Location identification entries
○ ○ ○
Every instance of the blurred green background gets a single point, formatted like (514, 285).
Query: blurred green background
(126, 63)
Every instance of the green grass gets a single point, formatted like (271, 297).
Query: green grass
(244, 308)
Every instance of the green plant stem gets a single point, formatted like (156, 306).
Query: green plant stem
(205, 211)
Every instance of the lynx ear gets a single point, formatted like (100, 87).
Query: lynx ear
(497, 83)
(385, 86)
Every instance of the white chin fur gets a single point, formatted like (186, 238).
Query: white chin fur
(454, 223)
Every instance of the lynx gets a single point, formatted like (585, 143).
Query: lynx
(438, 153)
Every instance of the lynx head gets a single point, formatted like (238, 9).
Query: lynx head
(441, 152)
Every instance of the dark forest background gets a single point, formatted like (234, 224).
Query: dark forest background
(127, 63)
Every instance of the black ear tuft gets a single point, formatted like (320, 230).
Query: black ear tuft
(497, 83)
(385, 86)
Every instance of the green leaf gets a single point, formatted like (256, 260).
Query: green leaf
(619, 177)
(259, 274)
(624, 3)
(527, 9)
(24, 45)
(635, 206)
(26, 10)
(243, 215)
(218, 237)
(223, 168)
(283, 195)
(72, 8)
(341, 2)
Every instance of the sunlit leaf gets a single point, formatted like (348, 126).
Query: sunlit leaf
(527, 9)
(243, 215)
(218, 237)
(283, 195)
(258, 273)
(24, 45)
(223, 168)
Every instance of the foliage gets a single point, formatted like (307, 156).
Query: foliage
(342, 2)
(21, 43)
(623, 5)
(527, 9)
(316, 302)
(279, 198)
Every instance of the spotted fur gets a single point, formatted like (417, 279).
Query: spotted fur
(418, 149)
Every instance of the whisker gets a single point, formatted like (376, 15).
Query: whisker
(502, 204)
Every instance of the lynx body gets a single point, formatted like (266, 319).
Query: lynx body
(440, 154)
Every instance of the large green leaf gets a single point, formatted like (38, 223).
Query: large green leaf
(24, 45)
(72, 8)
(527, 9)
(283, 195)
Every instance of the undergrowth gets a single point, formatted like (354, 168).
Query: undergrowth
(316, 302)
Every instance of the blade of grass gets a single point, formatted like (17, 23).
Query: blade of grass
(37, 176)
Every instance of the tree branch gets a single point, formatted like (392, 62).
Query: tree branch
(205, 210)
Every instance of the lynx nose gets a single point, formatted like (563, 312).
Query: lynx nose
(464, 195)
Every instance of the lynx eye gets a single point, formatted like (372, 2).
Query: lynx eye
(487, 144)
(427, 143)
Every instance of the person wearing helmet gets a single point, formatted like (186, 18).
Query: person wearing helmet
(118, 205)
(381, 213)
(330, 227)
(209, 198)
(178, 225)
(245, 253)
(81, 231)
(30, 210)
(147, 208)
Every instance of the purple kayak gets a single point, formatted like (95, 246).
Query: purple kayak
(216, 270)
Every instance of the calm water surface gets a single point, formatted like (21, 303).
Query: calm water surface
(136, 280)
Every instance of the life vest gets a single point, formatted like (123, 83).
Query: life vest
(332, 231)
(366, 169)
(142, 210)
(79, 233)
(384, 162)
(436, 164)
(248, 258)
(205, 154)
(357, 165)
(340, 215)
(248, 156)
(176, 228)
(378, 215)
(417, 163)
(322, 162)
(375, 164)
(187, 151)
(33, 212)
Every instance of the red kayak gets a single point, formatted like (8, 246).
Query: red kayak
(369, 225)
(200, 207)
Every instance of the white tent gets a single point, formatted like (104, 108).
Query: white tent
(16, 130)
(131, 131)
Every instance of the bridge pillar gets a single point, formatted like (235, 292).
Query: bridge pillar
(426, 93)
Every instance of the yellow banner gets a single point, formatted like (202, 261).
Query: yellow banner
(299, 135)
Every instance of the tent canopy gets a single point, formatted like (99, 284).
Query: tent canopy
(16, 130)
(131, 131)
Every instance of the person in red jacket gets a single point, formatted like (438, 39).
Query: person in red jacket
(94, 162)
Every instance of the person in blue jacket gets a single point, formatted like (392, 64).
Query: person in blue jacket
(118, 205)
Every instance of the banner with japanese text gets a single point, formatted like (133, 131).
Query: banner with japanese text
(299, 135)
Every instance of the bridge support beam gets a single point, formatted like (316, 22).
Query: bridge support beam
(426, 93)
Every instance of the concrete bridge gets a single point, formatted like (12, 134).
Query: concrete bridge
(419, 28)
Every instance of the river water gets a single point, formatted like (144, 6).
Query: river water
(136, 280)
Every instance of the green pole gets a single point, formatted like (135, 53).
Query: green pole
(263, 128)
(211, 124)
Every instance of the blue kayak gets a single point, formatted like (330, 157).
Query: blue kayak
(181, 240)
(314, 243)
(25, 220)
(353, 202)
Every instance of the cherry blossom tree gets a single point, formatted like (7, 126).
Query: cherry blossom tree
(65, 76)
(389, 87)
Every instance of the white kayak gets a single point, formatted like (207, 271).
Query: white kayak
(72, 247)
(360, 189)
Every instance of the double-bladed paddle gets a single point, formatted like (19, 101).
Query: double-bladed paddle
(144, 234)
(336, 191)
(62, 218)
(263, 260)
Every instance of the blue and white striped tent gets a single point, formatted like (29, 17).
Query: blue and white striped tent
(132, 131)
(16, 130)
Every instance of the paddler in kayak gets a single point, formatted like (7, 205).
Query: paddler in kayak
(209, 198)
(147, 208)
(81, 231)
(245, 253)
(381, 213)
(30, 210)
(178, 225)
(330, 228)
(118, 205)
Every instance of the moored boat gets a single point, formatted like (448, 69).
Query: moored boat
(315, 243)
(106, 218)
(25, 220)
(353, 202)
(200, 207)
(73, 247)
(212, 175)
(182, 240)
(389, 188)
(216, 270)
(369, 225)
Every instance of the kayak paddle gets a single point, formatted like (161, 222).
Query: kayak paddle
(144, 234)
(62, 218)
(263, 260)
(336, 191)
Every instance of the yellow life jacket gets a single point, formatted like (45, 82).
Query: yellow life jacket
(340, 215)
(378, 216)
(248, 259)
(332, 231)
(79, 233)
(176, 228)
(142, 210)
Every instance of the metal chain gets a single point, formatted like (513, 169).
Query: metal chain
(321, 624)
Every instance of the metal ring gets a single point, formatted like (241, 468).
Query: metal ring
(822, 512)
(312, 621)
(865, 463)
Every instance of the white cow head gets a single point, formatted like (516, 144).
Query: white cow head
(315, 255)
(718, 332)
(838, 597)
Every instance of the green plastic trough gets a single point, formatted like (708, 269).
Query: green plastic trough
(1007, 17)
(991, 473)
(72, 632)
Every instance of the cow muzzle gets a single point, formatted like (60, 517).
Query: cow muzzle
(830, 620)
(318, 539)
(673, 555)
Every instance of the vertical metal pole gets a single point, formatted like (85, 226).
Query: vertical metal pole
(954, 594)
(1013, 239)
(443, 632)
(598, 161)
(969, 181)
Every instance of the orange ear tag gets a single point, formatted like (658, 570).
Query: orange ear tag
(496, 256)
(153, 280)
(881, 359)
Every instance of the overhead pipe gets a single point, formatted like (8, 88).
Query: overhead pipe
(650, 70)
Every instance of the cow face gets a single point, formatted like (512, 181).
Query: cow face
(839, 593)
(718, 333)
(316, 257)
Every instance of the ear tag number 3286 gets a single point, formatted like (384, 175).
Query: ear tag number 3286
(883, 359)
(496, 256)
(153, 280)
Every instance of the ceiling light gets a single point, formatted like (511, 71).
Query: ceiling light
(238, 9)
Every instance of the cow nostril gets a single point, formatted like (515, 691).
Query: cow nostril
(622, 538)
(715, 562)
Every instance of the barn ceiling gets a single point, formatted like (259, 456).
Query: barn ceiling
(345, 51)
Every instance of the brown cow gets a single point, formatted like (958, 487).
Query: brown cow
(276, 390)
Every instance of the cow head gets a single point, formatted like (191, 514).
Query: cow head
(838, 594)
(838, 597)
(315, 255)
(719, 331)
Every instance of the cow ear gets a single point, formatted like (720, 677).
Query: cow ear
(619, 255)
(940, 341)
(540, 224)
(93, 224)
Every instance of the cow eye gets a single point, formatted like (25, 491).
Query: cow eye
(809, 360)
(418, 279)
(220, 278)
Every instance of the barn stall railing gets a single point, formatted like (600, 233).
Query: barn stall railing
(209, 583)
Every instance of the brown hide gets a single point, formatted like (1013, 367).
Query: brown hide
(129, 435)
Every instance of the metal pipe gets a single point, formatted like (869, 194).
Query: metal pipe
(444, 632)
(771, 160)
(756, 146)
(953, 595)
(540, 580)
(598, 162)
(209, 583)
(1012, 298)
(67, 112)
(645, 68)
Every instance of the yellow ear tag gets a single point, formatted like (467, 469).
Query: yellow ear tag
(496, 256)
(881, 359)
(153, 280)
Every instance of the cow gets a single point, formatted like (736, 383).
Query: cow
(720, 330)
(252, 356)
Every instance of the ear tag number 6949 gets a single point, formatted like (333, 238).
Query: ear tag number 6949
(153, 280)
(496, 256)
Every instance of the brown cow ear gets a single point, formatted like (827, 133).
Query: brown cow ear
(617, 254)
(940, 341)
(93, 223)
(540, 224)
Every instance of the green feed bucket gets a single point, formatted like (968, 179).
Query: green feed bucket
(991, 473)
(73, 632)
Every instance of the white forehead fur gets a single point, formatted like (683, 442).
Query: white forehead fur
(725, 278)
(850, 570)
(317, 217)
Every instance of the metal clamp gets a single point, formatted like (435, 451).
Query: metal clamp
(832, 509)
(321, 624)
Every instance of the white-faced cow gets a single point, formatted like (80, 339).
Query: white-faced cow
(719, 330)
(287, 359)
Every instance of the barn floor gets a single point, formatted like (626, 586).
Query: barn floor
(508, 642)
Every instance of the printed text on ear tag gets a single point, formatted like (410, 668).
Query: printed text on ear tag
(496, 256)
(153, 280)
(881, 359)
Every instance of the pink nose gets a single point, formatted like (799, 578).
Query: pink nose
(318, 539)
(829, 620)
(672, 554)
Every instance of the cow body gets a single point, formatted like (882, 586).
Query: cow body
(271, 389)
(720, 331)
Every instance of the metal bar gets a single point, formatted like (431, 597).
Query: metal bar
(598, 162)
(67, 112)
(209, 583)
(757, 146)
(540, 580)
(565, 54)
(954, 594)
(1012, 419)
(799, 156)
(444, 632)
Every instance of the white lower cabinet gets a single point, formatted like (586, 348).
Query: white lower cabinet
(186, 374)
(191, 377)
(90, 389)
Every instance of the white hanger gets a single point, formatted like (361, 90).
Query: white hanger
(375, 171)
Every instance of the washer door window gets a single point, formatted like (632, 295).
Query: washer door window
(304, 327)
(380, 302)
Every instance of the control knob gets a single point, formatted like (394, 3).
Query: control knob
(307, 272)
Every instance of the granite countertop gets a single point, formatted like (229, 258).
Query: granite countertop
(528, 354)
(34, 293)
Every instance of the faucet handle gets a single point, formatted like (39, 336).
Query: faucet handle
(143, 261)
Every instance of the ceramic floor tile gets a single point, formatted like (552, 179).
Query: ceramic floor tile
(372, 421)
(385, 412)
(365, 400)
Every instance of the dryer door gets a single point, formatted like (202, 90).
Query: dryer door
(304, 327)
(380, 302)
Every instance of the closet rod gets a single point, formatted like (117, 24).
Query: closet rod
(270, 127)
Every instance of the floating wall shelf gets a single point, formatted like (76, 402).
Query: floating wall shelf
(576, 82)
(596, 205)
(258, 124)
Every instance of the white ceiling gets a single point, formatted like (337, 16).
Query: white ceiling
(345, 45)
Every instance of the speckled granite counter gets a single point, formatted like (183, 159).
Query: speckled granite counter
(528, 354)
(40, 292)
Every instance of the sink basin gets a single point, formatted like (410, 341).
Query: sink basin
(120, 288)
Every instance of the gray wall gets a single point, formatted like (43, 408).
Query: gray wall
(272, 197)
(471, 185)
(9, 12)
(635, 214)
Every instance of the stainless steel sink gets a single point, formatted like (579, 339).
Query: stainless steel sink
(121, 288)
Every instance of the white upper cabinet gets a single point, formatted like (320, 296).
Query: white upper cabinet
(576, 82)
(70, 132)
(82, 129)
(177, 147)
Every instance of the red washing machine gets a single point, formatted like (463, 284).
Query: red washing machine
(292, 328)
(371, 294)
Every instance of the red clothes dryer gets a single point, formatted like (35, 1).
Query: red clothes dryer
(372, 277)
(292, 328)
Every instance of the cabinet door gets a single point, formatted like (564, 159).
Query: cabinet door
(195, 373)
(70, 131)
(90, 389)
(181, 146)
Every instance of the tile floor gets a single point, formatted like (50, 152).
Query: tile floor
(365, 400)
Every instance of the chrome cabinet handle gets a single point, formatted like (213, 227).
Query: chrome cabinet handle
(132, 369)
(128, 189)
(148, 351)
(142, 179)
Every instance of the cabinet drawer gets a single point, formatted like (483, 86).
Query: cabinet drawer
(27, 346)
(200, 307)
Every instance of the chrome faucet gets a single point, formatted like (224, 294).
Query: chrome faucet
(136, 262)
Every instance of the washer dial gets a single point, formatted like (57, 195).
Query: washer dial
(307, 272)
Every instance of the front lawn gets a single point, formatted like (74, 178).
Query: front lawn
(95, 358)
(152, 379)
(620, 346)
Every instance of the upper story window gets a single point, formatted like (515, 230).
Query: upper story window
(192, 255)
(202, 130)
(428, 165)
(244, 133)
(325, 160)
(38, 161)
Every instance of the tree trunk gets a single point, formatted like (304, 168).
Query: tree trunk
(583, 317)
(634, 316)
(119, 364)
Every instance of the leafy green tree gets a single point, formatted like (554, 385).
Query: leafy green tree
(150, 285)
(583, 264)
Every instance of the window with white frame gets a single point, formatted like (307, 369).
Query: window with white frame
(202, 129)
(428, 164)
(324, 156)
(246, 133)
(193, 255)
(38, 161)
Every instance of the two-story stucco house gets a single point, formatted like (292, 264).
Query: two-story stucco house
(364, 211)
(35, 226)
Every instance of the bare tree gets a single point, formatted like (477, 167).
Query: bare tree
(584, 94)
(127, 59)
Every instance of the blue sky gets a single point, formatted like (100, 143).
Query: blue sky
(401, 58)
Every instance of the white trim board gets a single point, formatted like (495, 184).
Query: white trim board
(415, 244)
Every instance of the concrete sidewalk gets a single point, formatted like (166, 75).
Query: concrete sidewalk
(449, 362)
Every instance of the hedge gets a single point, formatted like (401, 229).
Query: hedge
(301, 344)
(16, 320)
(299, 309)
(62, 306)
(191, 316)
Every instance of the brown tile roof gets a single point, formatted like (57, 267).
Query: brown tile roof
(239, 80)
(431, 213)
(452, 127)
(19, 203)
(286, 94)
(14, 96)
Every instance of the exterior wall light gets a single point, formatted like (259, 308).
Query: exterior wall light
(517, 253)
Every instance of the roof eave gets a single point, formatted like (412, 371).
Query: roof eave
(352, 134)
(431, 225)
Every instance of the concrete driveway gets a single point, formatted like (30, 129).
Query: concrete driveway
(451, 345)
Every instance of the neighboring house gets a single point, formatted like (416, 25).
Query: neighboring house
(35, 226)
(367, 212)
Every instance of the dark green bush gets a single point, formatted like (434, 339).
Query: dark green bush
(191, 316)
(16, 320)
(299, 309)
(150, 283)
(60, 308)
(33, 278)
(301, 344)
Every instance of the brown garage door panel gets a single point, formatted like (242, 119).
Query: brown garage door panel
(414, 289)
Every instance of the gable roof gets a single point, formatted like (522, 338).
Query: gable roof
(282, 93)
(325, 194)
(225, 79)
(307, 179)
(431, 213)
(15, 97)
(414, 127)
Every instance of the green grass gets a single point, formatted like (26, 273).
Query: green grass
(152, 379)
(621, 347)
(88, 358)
○ ○ ○
**TASK GOAL:**
Retype the entries starting with the line that contains "Every instance of the brown garage" and going on through the last line of the entries.

**EXERCISE ANSWER:**
Every instance of the brown garage door panel gets a single point, formatted like (242, 119).
Query: brown garage door panel
(414, 289)
Every instance of the gable roof gets a single point, formatted like (522, 338).
Query: gable roof
(282, 93)
(325, 194)
(225, 79)
(307, 179)
(431, 213)
(15, 97)
(414, 127)
Every instance of the green grass gets a single point, formatted like (26, 273).
Query: green grass
(152, 379)
(621, 347)
(88, 358)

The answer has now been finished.